* Passage to read:
::::::::

All the way from K through 12 and beyond, the impact teachers have on our lives can send ripples of influence that last decades and span across career trajectories. According to Robert C. Robbins, M.D., president and CEO of the Texas Medical Center, much of his personal accomplishments are indebted to that influence.
“I always tell people that the most important factor in my success has been the mentors that I’ve had,” he said to an audience of K through 12 educators at TMCx. “Not just my high school teachers, but college professors, medical professors and even coaches. It was having people who guided me and encouraged me to always work hard and remain intellectually curious throughout my whole life.
“And all of you here are still grinding away and trying to learn new things,” he added. “It’s essential that you keep asking, ‘What new things can I learn about that I can teach to my students.’”
That insatiable intellectual curiosity was the impetus behind this year’s Texas STEM Summit, “Harnessing Human Energy for STEM Success,” held from Nov. 11-13. Sponsored by Chevron, TASA and Syfr Corporation, the three-day event guided participants from the Children’s Museum of Houston to the Houston Methodist Institute for Technology, Innovation and Education (MITIE) to explore environments in energy, medicine and space.

::::::::

* Tasks to carry out:
(a) Can you retype the article about the Texas STEM Summit, starting at the words "All the way" and ending after "my whole life."?
(b) How would you continue the article about the Texas STEM Summit past its final sentence?

::::::::

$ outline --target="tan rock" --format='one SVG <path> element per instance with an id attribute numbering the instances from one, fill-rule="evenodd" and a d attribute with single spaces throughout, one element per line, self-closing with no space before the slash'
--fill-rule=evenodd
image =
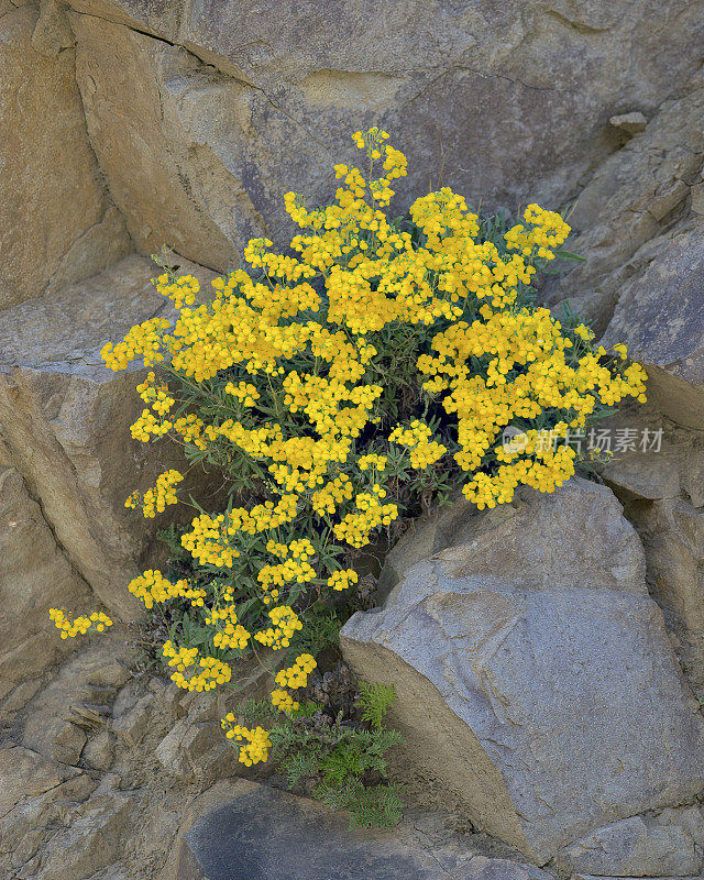
<path id="1" fill-rule="evenodd" d="M 99 352 L 165 308 L 150 283 L 154 274 L 151 261 L 130 256 L 0 312 L 0 436 L 11 463 L 78 573 L 125 619 L 141 613 L 127 584 L 155 524 L 127 510 L 124 499 L 183 461 L 174 444 L 131 439 L 143 407 L 134 391 L 141 374 L 112 373 Z M 24 576 L 37 575 L 28 568 Z"/>
<path id="2" fill-rule="evenodd" d="M 241 84 L 211 81 L 186 50 L 99 19 L 73 21 L 91 142 L 139 249 L 168 245 L 234 268 L 266 227 L 206 130 L 226 145 L 234 136 Z"/>
<path id="3" fill-rule="evenodd" d="M 673 235 L 622 293 L 602 343 L 625 342 L 648 372 L 648 397 L 704 429 L 704 223 Z"/>
<path id="4" fill-rule="evenodd" d="M 0 6 L 0 307 L 100 272 L 131 250 L 100 182 L 70 33 L 44 54 L 47 4 Z M 42 53 L 37 51 L 42 48 Z"/>
<path id="5" fill-rule="evenodd" d="M 96 770 L 109 770 L 114 758 L 114 737 L 102 729 L 92 737 L 84 749 L 82 759 L 87 767 Z"/>
<path id="6" fill-rule="evenodd" d="M 0 816 L 22 798 L 43 794 L 65 779 L 56 761 L 31 749 L 21 746 L 0 749 Z"/>
<path id="7" fill-rule="evenodd" d="M 117 861 L 129 827 L 131 800 L 120 792 L 98 789 L 80 818 L 52 838 L 42 878 L 66 880 L 91 877 Z"/>
<path id="8" fill-rule="evenodd" d="M 698 873 L 702 859 L 686 828 L 661 825 L 651 816 L 630 816 L 566 847 L 556 865 L 568 872 L 690 877 Z"/>
<path id="9" fill-rule="evenodd" d="M 95 682 L 116 654 L 121 654 L 123 662 L 129 661 L 129 649 L 113 638 L 97 636 L 84 644 L 29 704 L 23 745 L 63 762 L 76 763 L 86 744 L 86 730 L 72 721 L 76 717 L 75 707 L 112 702 L 117 688 Z"/>
<path id="10" fill-rule="evenodd" d="M 575 479 L 468 514 L 340 634 L 396 688 L 408 760 L 538 864 L 702 785 L 704 725 L 644 563 L 613 493 Z"/>
<path id="11" fill-rule="evenodd" d="M 128 746 L 136 746 L 146 733 L 154 711 L 154 695 L 145 694 L 129 712 L 114 718 L 110 729 Z"/>
<path id="12" fill-rule="evenodd" d="M 648 124 L 648 120 L 639 111 L 620 113 L 619 116 L 612 117 L 608 122 L 615 129 L 623 131 L 624 134 L 629 134 L 631 136 L 634 134 L 641 134 Z"/>
<path id="13" fill-rule="evenodd" d="M 88 585 L 56 543 L 24 480 L 0 458 L 0 697 L 72 650 L 48 609 L 77 610 L 89 602 Z"/>
<path id="14" fill-rule="evenodd" d="M 657 33 L 625 0 L 72 6 L 91 142 L 133 238 L 218 268 L 253 232 L 288 238 L 283 194 L 330 198 L 331 161 L 371 124 L 409 157 L 398 212 L 440 184 L 485 209 L 562 200 L 613 148 L 612 108 L 654 111 L 702 35 L 700 0 L 661 7 Z"/>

::::::::

* Responses by task:
(a)
All the way from K through 12 and beyond, the impact teachers have on our lives can send ripples of influence that last decades and span across career trajectories. According to Robert C. Robbins, M.D., president and CEO of the Texas Medical Center, much of his personal accomplishments are indebted to that influence.
“I always tell people that the most important factor in my success has been the mentors that I’ve had,” he said to an audience of K through 12 educators at TMCx. “Not just my high school teachers, but college professors, medical professors and even coaches. It was having people who guided me and encouraged me to always work hard and remain intellectually curious throughout my whole life.

(b)
On Friday, Nov. 13, the summit’s participants concluded their immersion into Houston’s STEM ecosystem with a session at TMCx. The day’s discussion topics extended from the vascular systems inside our bodies to the outer reaches of the solar system. From a presentation on pediatric hand prostheses to an exploration of 3-D printing capabilities for regenerative medicine—and even a discussion spearheaded by astronomers from The University of Texas at Austin—the micro and the macro were all up for consideration.
“I want to take you on a journey of where we’re looking for the future,” said Jordan S. Miller, Ph.D., assistant professor of bioengineering at Rice University, as he led a discussion on 3-D printing for regenerative medicine. “If you think back 50 years ago, the idea of creating a bionic human was really science fiction—the idea that any problem in the body can be treated by a device. But today, we have pacemakers, full knee replacements, hip replacements, cochlear implants to enable people to hear and there’s even real progress on retinal implants.
“But what is the next 50 years going to look like for regenerative medicine?” he added. “We really need to think about technologies that we can develop that can utilize cells to build replacement tissue.”
Throughout the rest of his presentation, Miller outlined his lab’s ambitions—creating a dissolvable scaffold that can create hollows within printable organs, mimicking our own blood vessel networks.
“When you look at the anatomy, the concept of a solid organ is a bit of a misnomer,” he said. “Solid organs are not actually solid at all; they have incredibly complex fluidic structures that take the form of the organ’s vasculature.”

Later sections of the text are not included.